- **Activités**:
A - D'après le passage fourni, de quelle date est la lettre de mission ?
B - Indiquez s'il vous plaît si chacune des affirmations suivantes concorde avec le passage fourni. Répondez par oui ou non et citez les mots décisifs du passage. (i) La Sarl [2] a invoqué le caractère obligatoire de la conciliation préalable dès la première instance. (ii) La fin de non-recevoir présentée par la Sarl [2] est rejetée. (iii) Le Règlement de conciliation a été joint en annexe de la lettre de mission.

- **Passage fourni**:
━━━━━━━━━━━━━━━━

En outre, le Règlement de conciliation de la Chambre d'Arbitrage produit par la Sarl [2], dans une version non contemporaine de la signature de la lettre de mission, n'a pas été joint en annexe de ce contrat, paraphé par les parties, qui n'en fait aucune mention, de sorte qu'il ne constitue pas un tout compris dans le champ contractuel liant les parties.

Enfin, la cour constate qu'aucune des parties n'a engagé les voies amiables prétendument obligatoires avant l'instance au fond et que la Sarl [2] n'a soulevé le caractère obligatoire du recours à la conciliation préalable que pour la première fois à hauteur d'appel.

Dès lors, la cour en conclut que la clause litigieuse ne remplit pas les critères lui conférant la nature d'une fin de non-recevoir opposable au juge, et partant opposable à la Sasu [X] ou à [P] [X].

Les demandes de la Sasu [X] et de [P] [X] formulées à l'encontre de la Sarl [2] sont jugées recevables ; la fin de non-recevoir présentée par la Sarl [2] est rejetée.

Sur l'irrecevabilité des demandes formulées par [P] [X] pour défaut d'intérêt à agir

La Sarl [2] soutient que [P] [X] ne peut formuler à son encontre des demandes sur le fondement de sa responsabilité contractuelle puisqu'elle n'avait pas de lien contractuel avec l'appelant, étant l'expert-comptable de la seule Sasu [X], et conteste la faculté de la Sasu [X] d'avoir représenté [P] [X] ou d'avoir postulé pour son compte lors de la signature de la lettre de mission du 3 octobre 2014.

Elle soutient également que [P] [X] ne peut pas rechercher sa responsabilité sur un fondement délictuel en raison du principe de non cumul des responsabilités contractuelle et délictuelle et que dès lors, les demandes de l'appelant sont infondées juridiquement.

━━━━━━━━━━━━━━━━

- **Données disponibles**:
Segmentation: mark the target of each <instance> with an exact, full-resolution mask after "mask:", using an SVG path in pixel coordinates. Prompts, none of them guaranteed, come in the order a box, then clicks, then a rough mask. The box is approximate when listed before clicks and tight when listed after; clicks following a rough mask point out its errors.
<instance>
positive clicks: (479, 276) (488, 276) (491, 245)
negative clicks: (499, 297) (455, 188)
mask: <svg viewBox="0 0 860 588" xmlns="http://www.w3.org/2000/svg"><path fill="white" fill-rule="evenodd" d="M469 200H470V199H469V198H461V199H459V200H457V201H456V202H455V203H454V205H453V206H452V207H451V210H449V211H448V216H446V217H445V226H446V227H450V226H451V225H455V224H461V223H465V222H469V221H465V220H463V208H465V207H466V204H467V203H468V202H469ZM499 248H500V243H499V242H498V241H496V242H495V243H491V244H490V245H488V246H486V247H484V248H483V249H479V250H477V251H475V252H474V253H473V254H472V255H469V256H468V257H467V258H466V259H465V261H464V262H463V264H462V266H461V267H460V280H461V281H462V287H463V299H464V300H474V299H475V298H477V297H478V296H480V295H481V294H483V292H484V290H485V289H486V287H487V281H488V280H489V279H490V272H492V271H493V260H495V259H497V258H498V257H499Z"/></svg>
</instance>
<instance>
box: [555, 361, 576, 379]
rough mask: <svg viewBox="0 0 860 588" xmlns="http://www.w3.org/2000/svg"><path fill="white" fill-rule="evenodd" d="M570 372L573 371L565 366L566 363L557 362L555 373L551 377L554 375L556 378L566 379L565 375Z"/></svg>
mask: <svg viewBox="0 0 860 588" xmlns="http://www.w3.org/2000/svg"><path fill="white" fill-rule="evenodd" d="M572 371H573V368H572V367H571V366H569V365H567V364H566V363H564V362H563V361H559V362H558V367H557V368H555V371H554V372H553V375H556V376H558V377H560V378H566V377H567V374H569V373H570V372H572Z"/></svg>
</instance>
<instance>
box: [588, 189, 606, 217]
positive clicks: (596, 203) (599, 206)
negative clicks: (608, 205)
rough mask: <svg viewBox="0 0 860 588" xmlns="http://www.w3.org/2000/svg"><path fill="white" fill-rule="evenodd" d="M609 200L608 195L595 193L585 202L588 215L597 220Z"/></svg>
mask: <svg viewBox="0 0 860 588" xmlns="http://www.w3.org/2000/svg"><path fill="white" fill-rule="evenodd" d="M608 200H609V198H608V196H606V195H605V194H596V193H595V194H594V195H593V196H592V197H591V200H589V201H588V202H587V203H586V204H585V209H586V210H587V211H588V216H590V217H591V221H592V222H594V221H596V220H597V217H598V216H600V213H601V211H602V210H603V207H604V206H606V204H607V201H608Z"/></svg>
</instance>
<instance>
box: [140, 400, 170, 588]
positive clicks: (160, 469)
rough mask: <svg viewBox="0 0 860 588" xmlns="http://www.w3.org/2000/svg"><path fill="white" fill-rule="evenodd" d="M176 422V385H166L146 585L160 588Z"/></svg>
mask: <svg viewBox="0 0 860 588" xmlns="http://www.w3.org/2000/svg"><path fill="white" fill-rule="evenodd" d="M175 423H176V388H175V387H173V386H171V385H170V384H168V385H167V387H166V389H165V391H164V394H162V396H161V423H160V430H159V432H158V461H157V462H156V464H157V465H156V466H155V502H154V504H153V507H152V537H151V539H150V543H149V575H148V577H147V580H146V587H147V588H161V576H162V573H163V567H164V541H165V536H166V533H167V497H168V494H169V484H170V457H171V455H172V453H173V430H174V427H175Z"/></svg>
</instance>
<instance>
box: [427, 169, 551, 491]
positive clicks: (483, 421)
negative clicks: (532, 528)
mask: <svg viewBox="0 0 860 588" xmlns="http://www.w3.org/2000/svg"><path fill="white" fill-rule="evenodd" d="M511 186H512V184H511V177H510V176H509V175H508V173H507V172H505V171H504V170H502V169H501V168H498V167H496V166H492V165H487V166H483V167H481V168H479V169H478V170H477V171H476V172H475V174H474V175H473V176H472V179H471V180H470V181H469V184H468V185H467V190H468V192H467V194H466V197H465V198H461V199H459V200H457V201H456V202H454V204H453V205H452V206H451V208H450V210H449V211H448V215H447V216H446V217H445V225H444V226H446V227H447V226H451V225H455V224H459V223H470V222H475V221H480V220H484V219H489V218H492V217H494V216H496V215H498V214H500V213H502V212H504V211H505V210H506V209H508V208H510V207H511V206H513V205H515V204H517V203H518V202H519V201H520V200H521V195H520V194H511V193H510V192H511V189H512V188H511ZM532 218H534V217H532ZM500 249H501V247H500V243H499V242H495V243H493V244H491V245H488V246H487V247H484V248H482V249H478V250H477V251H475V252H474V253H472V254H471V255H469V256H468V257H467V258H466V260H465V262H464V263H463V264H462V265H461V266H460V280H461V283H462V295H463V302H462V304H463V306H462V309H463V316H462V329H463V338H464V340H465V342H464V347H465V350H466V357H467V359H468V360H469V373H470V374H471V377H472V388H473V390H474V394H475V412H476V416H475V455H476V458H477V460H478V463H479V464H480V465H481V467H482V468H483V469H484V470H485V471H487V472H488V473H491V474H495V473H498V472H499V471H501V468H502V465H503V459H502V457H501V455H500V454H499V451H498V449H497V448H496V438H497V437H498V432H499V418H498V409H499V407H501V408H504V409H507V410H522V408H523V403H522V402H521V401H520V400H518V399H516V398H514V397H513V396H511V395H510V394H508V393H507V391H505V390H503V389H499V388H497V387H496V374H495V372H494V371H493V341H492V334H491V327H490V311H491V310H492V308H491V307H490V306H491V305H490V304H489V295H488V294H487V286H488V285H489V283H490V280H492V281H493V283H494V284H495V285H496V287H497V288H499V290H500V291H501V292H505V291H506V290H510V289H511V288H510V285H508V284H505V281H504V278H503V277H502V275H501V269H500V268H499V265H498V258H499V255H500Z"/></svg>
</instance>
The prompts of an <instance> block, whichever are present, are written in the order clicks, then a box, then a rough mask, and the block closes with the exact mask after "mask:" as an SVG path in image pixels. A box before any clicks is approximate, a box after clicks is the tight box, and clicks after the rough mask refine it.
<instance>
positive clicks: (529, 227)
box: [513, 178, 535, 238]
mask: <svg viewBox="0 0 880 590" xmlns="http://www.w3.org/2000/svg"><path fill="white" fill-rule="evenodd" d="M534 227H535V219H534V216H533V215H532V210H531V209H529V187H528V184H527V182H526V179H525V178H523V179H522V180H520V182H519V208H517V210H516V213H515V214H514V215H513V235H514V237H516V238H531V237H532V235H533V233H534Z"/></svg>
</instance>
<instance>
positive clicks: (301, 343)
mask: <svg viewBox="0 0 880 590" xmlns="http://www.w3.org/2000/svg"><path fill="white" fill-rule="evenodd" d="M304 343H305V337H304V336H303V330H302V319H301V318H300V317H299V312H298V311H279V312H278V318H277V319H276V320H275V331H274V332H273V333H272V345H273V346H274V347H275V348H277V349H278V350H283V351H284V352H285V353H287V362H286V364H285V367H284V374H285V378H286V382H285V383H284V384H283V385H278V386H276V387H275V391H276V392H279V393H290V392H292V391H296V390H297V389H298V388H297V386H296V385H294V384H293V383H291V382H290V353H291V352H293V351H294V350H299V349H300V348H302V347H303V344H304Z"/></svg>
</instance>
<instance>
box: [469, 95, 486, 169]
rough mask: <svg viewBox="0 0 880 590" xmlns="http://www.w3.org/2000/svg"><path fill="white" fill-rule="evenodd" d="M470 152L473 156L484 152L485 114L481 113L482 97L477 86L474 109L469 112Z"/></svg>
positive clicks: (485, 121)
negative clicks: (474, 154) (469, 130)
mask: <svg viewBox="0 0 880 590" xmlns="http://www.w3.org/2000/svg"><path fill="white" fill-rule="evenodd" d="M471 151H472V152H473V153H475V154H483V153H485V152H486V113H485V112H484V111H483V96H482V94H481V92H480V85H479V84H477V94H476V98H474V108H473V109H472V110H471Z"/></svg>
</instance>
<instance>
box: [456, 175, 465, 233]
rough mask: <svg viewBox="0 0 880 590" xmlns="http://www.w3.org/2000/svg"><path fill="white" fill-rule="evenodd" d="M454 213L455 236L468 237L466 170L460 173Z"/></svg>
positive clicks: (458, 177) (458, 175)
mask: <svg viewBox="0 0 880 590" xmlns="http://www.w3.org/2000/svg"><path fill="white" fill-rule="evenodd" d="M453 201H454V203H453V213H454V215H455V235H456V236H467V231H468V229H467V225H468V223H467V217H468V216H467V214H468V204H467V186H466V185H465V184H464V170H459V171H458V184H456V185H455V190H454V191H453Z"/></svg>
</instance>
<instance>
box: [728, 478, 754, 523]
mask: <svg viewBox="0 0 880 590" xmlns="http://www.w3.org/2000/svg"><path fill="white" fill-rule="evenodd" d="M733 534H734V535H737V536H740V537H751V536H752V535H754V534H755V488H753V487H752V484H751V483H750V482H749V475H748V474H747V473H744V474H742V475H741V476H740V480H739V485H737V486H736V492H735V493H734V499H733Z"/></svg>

━━━━━━━━━━━━━━━━

- **Réponses par tâche**:
A - La lettre de mission est du 3 octobre 2014.

B -
(i) Non : « n'a soulevé le caractère obligatoire du recours à la conciliation préalable que pour la première fois à hauteur d'appel ».
(ii) Oui : « la fin de non-recevoir présentée par la Sarl [2] est rejetée ».
(iii) Non : « n'a pas été joint en annexe de ce contrat ».